Document segment —
It's official. The Food and Drug Administration's own study concludes that supplements containing the powerful stimulant ephedra "may be associated with important health risks." The threat from ephedra is so great that Tommy Thompson, Health and Human Services secretary, said: "I would not take this, I would not give it to my family and I don't know why anyone would take these products."

So why is the FDA, an agency under Thompson's control, only proposing a warning label for ephedra-laced supplements? If ephedra is as dangerous as the FDA and others say, it should be banned.

The FDA has known about the ephedra risk for years, but the highly publicized death of Baltimore Orioles pitcher Steve Bechler finally forced it to act. Bechler was using a diet product containing ephedra when he died of heat stroke. The NFL, NCAA and International Olympic Committee have already banned the substance. Major League Baseball's players union recently warned its members to "be extremely reluctant to use any products containing ephedra," and commissioner Bud Selig is trying to determine what, if anything, to do about the problem.

Last week, the FDA announced a study of 16,000 reports of adverse reactions to ephedra. It showed that two people died, four had heart attacks, nine had strokes, one suffered a seizure and five people were left with psychiatric problems. The FDA also noted a medical study that showed an increased risk of hemorrhagic (bleeding) strokes when ephedra products are used at even a third the recommended dose.

According to Public Citizen, a consumer-advocacy group, the FDA is actually aware of more than 100 deaths related to ephedra. In fact, Public Citizen has documented a wide range of ailments linked to ephedra, using the FDA's own documents, and concludes that many more cases go unreported.

After a 30-day comment period, the FDA says it intends to require a warning label on ephedra products. The agency should go further.

Under the law, the FDA can ban ephedra if it believes there is an "unreasonable risk" of harm from its use. That risk has clearly been established.

Required work —
[A] In the ephedra editorial, how many reports of adverse reactions did the FDA study cover?
[B] Quote the stretch of the ephedra editorial from "Last week, the" through "should go further." word for word.

Records —
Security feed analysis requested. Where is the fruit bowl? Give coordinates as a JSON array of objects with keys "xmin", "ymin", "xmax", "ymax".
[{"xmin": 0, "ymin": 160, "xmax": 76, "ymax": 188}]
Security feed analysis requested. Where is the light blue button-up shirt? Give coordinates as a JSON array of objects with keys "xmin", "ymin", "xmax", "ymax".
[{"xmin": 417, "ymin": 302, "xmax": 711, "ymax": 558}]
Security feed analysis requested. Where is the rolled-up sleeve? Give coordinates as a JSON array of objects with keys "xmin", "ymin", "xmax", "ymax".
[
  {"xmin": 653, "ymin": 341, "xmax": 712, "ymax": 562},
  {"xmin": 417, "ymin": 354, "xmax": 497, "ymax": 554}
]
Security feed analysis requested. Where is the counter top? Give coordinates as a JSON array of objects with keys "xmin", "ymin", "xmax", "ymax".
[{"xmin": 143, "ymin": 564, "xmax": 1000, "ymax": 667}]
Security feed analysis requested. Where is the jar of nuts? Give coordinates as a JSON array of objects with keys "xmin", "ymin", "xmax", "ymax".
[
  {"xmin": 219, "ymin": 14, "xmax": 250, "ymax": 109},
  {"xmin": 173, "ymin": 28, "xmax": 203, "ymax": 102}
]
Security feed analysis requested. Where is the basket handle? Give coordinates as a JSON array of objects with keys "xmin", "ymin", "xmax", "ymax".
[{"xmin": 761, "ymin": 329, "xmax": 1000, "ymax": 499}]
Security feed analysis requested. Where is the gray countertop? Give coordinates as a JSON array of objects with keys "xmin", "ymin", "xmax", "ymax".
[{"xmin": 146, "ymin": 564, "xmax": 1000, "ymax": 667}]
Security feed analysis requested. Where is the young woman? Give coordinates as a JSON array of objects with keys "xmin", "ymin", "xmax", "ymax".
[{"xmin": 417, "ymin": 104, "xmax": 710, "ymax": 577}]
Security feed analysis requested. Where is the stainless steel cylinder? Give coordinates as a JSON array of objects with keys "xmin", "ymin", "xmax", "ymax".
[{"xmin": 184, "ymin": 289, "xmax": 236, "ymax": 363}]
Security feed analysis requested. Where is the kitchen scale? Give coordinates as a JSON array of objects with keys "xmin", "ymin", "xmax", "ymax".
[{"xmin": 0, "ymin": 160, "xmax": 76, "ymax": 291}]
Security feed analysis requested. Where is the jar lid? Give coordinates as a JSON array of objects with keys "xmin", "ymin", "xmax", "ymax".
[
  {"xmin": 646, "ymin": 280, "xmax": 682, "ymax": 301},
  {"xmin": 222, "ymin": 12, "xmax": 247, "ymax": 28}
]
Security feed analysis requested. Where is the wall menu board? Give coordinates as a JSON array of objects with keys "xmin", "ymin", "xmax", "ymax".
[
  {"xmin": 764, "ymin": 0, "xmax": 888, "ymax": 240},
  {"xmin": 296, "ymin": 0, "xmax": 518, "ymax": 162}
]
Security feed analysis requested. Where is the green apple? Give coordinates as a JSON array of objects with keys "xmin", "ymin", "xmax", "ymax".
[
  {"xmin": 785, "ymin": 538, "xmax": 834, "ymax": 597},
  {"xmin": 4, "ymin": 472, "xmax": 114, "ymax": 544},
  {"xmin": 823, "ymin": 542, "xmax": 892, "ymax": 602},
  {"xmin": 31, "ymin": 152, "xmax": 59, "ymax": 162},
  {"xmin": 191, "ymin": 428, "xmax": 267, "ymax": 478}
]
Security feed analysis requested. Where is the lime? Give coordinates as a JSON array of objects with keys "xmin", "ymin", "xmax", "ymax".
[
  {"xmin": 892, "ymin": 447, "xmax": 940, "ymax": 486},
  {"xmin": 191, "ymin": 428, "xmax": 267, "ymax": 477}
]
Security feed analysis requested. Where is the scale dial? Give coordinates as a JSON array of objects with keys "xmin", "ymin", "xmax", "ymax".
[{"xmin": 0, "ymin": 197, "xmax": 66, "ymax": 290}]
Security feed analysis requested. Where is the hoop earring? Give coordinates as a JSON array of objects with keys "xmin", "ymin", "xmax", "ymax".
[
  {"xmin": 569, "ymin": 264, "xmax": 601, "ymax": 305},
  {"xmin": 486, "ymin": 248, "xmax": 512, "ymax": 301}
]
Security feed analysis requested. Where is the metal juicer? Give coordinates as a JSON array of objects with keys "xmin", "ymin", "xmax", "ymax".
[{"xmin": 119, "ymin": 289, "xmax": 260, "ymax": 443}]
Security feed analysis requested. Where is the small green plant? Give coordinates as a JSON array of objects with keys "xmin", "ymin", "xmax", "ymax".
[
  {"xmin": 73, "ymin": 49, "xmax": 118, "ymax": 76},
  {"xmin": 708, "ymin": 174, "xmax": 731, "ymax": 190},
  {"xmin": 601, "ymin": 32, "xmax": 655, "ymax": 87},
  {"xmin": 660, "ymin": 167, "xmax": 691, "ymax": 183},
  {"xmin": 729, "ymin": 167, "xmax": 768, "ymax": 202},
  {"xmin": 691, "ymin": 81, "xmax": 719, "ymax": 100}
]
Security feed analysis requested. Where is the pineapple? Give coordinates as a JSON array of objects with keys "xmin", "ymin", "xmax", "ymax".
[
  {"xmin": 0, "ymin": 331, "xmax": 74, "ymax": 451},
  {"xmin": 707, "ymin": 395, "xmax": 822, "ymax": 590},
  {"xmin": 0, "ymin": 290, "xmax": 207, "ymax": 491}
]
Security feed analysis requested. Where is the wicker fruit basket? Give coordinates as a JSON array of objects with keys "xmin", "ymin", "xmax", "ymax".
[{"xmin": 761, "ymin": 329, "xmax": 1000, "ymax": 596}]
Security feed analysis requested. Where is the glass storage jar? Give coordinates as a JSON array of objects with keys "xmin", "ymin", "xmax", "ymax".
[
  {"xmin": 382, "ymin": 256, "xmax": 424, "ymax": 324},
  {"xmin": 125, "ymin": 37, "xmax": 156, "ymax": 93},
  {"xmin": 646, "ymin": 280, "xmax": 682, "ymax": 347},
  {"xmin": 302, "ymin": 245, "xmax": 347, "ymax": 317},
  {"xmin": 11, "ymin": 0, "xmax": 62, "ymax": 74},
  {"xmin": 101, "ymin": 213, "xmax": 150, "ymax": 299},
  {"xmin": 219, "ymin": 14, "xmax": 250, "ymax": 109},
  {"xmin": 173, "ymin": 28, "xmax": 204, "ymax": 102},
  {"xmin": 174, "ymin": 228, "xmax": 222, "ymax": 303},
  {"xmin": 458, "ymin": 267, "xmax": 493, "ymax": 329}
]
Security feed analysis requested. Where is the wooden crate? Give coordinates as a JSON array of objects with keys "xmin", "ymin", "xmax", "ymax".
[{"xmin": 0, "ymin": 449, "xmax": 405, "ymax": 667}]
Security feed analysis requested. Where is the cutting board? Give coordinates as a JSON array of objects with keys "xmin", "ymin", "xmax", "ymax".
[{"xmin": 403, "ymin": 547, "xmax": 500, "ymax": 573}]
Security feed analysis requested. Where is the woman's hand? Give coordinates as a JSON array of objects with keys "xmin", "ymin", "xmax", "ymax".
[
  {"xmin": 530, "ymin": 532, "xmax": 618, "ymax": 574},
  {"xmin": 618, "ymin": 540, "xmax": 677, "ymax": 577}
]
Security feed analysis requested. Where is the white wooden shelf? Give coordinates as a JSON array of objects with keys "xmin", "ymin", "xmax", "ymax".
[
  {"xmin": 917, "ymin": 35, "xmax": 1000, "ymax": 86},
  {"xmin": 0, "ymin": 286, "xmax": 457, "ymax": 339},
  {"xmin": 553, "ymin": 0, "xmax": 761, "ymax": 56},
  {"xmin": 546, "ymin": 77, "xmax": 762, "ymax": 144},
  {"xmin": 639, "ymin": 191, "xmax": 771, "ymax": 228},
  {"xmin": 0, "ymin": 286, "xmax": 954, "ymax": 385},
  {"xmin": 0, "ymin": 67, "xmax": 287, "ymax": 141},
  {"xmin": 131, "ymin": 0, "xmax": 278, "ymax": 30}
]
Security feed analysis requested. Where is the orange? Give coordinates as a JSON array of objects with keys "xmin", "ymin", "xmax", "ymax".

Exercise results —
[A] 16,000 reports

[B]
Last week, the FDA announced a study of 16,000 reports of adverse reactions to ephedra. It showed that two people died, four had heart attacks, nine had strokes, one suffered a seizure and five people were left with psychiatric problems. The FDA also noted a medical study that showed an increased risk of hemorrhagic (bleeding) strokes when ephedra products are used at even a third the recommended dose.

According to Public Citizen, a consumer-advocacy group, the FDA is actually aware of more than 100 deaths related to ephedra. In fact, Public Citizen has documented a wide range of ailments linked to ephedra, using the FDA's own documents, and concludes that many more cases go unreported.

After a 30-day comment period, the FDA says it intends to require a warning label on ephedra products. The agency should go further.